WORK TO BE COMPLETED >> Rewrite each of the entries below, replacing "instance" with "item" everywhere it appears and keeping everything else the same. Leave the pictures out of your version.

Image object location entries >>
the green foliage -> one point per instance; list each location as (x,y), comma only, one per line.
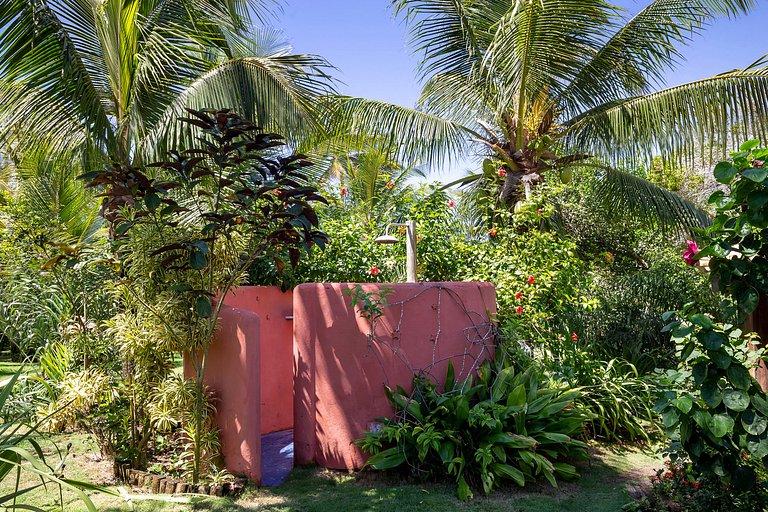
(351,255)
(681,489)
(20,452)
(183,238)
(713,409)
(736,242)
(500,426)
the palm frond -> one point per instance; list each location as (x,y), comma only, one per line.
(52,51)
(409,135)
(279,93)
(642,50)
(464,100)
(448,33)
(625,194)
(539,46)
(678,122)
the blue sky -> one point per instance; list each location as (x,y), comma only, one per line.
(369,46)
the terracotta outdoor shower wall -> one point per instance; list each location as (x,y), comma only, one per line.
(230,373)
(340,377)
(275,309)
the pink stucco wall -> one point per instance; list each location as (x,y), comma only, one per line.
(276,348)
(231,360)
(340,376)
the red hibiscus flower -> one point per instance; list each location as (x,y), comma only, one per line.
(690,252)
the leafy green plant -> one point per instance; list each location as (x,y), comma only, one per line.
(499,426)
(370,305)
(736,242)
(185,236)
(679,488)
(713,410)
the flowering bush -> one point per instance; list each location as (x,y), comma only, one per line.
(677,488)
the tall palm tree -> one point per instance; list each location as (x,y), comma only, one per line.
(375,186)
(107,79)
(540,86)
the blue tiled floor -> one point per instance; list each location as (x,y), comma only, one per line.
(276,457)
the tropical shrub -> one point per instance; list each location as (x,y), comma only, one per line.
(183,238)
(736,244)
(680,489)
(713,410)
(500,425)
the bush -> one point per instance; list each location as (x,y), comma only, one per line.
(500,426)
(680,489)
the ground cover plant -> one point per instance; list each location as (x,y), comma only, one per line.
(501,426)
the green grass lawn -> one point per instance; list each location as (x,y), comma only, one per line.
(602,488)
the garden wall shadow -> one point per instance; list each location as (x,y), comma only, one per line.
(341,371)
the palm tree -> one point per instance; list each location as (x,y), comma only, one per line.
(537,87)
(108,79)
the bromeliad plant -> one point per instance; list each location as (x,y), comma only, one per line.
(186,235)
(498,426)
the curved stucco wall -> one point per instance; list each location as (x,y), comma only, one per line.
(340,373)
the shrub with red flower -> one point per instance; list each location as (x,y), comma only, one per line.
(690,252)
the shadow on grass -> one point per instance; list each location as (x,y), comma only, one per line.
(602,488)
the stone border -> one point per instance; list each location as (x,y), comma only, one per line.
(163,484)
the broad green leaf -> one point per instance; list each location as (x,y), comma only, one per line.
(756,175)
(758,445)
(712,340)
(739,376)
(725,172)
(711,394)
(721,425)
(754,423)
(203,307)
(757,199)
(736,400)
(509,472)
(760,403)
(702,321)
(684,403)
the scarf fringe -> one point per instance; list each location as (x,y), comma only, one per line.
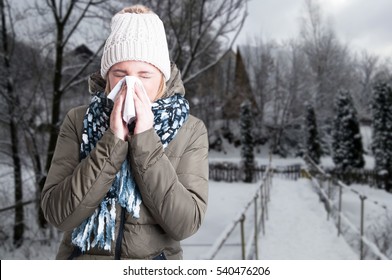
(98,230)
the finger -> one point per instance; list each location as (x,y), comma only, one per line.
(119,101)
(142,95)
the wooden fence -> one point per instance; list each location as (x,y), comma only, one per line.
(232,172)
(325,184)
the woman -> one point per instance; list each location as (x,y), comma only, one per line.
(129,191)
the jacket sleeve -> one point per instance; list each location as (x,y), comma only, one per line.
(74,188)
(176,198)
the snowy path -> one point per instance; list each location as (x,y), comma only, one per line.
(297,227)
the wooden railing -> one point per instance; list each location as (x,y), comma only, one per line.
(249,248)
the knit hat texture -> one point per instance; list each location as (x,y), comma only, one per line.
(138,37)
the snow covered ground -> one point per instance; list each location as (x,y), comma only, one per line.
(297,227)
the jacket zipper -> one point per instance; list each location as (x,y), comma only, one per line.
(117,251)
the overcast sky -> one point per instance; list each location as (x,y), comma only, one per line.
(362,24)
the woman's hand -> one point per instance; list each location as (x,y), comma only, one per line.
(117,124)
(144,115)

THE OUTPUT >>
the green foliage -> one point per item; list each location as (x,y), comma only, one per line.
(351,255)
(681,489)
(20,452)
(183,238)
(713,409)
(736,242)
(500,426)
the palm frond -> one point per item; list each location as (x,y), comma only, one per line.
(52,51)
(409,135)
(279,93)
(642,50)
(464,100)
(448,33)
(625,194)
(539,46)
(678,122)
the blue sky -> one point per item; list each location as (x,y), comma only, one per line.
(369,46)
the terracotta outdoor shower wall -> one point per item; list each location as (x,y), comma only, one per line.
(230,373)
(340,377)
(275,309)
the pink stucco wall -> one point per item; list each location as (x,y), comma only, one per line.
(276,348)
(231,360)
(340,376)
the red hibiscus flower -> one point per item; list each location as (x,y), comma only, one per line.
(690,252)
the leafy green plant -> one point per item; list each location as (x,y), comma only, one per line.
(499,426)
(370,305)
(736,242)
(185,236)
(679,488)
(713,410)
the flowering bush -> one point per item; list each location as (x,y), comma only, one per line.
(677,488)
the tall palm tree -> one point per item; list each location as (x,y), comma only, one per line.
(375,186)
(107,79)
(540,86)
the blue tiled floor -> one point per item; list each location as (x,y), comma only, one per line.
(276,457)
the tropical shrub -> one point per item; list each location as (x,y), comma only, one per line.
(183,238)
(736,244)
(680,489)
(713,410)
(500,425)
the bush -> one point per item; list each location as (x,y), comma only, one per line.
(500,426)
(680,489)
the ground cover plant -> one point per item; list each location as (x,y), comma only, one per line.
(501,426)
the green grass lawn -> one point per item; list each location as (x,y), comma only, one per line.
(602,488)
the garden wall shadow -> one point per item; list each location as (x,y), comma only, one per line.
(341,371)
the palm tree -> one point per item; list each location as (x,y), comma only, one per line.
(537,87)
(108,79)
the bromeliad plant -> one point per item; list each location as (x,y), comma only, one per line.
(186,235)
(498,426)
the curved stucco wall -> one point per item; list each location as (x,y), comma only, one per line.
(340,373)
the shrub with red flower -> one point per item; list each location as (x,y), comma only, one per line.
(690,252)
the shadow on grass -> one point per item; list each location as (x,y), comma only, one per line.
(602,488)
the stone border -> one point per item; list each location as (x,y), comma only, one per line.
(163,484)
the broad green leaf -> one point per item; list each location as (x,y), comma only, one per line.
(756,175)
(758,445)
(712,340)
(739,376)
(725,172)
(711,394)
(721,425)
(754,423)
(203,307)
(757,199)
(736,400)
(509,472)
(760,403)
(702,321)
(684,403)
the scarf fringe -> one point per item; list each location as (x,y), comma only, one per line.
(98,230)
the finger -> one point per item; list each location as (x,y), comma only, one per line.
(119,101)
(142,95)
the wooden fence -> one point per item; list each location as (x,y), comma only, one per line.
(232,172)
(325,184)
the woman -> one point per item; list each location as (x,y), comma only, one per line.
(129,191)
the jacket sleeve -> one point per item; list each location as (x,y), comma only, one per line.
(74,188)
(176,198)
the snowy path -> one point per item; list each location as (x,y), comma only, one per line.
(297,227)
the wooden railing -> one point per item; list each location as (x,y), comma only, one per line.
(249,248)
the knit hat texture -> one point per item; list each location as (x,y), comma only, one per line.
(138,37)
the snow covered ground -> one point per item; list each location as (x,y), comma only, one per line.
(297,227)
the jacket zipper -> one point per item; list each location as (x,y), comma only, one per line.
(117,251)
the overcast sky -> one point per item; list each location as (x,y), comma only, one per line.
(362,24)
the woman's hand -> one point per item; list each location as (x,y), comma only, one per line.
(117,124)
(144,115)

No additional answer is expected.